Filter the entries down to the lines containing "cloth", and copy those lines.

+---+

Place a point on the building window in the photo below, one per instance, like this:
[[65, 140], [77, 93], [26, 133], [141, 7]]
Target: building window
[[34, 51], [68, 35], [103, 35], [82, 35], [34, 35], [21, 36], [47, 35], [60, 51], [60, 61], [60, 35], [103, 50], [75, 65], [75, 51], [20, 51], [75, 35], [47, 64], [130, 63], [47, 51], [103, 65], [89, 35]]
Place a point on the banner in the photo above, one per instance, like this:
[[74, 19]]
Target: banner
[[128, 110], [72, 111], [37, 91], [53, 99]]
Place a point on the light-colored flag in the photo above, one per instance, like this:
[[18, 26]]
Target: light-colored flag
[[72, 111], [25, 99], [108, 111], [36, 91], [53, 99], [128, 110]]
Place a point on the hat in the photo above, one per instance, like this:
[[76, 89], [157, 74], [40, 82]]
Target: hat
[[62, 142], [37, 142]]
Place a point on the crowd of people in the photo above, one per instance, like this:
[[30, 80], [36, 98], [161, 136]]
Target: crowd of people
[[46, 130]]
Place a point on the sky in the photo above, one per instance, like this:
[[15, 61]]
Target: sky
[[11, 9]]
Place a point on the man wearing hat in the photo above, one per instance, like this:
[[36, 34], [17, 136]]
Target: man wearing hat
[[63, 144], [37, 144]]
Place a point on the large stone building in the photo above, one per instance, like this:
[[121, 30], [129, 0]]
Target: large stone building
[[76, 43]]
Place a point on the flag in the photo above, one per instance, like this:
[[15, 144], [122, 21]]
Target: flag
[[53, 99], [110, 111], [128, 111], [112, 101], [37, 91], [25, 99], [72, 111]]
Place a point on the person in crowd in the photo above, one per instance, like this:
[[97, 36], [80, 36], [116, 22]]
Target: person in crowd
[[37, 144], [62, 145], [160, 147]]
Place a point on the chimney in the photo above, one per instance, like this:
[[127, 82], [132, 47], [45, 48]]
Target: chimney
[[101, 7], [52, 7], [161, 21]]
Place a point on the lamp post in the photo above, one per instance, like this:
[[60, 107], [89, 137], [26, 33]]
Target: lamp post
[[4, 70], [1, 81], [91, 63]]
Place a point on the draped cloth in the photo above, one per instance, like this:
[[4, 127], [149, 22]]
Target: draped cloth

+---+

Solution for this exercise:
Place a point on the draped cloth in the photo above, one per instance, like this:
Target: draped cloth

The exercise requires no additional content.